## DAFTAR PERTANYAAN
1. Sebutkan semua nomor kanon Kitab Hukum Kanonik yang dirujuk dalam teks tentang perkawinan beda agama.
2. Jawab pertanyaan berikut berdasarkan teks tentang perkawinan beda agama.
(a) Dispensasi apa yang diberikan oleh Ordinaris Wilayah?
(b) Menurut kacamata Gereja Katolik, perkawinan seperti apa yang sah?
(c) Di mana perkawinan itu kemudian dilangsungkan kembali?

Kedua saya kalau melihat perkawinan ini dari sudut hukum agama kita; tentu dengan keyakinan semua prosedur termasuk Dispensasi Disparitas Cultus dari Ordinaris Wilayah (Dispensasi Nikah Beda Agama; bdk. Kitab Hukum Kanonik-KHK. 1086 § 1-3 dan Kan. 1125-1126), maka perkawinan mereka sah. Walaupun kemudian dilangsungkan kembali perkawinan di KUA.

Dari kacamata Gereja Katolik, perkawinan yang sah adalah perkawinan yang sudah dilaksanakan di Gereja. Tentu ada situasi yang sangat pelik dihadapi oleh kedua mempelai saat itu sehingga melaksanakan dua kali perkawinan walaupun secara Hukum Gereja Katolik tidak diperkenankan (bdk. KHK-Kan. 1127 § 1-3).

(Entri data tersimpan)
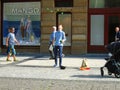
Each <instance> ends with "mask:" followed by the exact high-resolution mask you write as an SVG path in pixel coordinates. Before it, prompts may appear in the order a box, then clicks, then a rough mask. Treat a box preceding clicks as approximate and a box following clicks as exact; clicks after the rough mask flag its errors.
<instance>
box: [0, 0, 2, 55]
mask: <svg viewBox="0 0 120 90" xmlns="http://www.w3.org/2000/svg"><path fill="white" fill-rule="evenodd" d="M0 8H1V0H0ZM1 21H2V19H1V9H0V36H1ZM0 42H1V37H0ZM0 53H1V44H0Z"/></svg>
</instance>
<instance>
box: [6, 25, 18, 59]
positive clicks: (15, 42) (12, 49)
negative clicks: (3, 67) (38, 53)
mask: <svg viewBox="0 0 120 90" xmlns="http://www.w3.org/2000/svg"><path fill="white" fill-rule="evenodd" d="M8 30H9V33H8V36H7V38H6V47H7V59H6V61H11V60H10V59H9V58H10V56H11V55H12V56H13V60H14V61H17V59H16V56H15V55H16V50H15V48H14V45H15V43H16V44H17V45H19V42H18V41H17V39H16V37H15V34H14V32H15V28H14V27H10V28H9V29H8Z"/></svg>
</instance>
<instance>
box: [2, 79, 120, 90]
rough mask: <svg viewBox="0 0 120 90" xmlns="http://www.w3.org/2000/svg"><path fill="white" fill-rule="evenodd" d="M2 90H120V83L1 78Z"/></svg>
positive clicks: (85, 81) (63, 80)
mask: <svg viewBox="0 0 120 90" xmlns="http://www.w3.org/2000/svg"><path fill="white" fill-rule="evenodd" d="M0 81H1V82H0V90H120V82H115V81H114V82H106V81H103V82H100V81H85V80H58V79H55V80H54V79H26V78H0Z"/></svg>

...

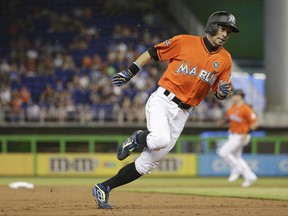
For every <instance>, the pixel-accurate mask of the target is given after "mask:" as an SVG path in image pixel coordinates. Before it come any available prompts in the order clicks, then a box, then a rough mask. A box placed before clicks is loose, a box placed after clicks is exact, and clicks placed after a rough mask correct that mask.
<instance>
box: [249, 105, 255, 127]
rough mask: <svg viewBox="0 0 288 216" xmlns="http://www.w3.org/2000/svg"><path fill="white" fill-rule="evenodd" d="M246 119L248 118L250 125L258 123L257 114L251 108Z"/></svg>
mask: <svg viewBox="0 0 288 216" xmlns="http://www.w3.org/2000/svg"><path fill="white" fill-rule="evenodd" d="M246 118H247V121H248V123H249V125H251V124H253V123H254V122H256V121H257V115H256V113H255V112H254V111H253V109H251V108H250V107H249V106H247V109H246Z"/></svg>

==

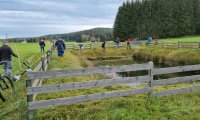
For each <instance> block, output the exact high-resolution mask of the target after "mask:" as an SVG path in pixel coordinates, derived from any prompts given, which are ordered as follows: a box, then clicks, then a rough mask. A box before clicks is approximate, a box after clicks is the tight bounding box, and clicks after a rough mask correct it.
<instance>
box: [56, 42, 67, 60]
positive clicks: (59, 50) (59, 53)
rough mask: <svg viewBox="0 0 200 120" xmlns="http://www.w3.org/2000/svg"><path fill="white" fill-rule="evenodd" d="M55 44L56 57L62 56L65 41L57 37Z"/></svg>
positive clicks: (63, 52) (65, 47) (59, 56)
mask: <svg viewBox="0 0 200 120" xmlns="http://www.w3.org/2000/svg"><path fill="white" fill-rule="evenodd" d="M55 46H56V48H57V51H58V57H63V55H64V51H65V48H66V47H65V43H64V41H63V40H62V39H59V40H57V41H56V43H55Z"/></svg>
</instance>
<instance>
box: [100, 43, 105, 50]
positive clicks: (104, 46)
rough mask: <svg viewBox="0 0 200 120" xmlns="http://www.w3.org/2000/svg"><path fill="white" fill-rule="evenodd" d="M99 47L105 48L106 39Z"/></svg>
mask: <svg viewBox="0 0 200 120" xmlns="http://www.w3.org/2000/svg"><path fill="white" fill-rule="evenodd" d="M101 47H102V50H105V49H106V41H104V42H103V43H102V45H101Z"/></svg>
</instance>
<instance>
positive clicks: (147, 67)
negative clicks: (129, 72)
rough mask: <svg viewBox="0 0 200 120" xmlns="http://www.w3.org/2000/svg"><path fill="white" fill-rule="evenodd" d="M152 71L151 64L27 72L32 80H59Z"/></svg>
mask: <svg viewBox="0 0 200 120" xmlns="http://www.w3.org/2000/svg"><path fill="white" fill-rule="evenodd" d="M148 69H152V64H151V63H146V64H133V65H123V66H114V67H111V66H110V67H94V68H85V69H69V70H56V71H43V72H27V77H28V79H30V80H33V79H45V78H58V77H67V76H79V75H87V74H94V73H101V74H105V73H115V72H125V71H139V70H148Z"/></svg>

## JAWABAN TIAP TUGAS
1.
- Kan. 1086 § 1-3
- Kan. 1125
- Kan. 1126
- Kan. 1127 § 1-3

2.
(a) Dispensasi Disparitas Cultus (Dispensasi Nikah Beda Agama).
(b) Perkawinan yang sudah dilaksanakan di Gereja.
(c) Di KUA.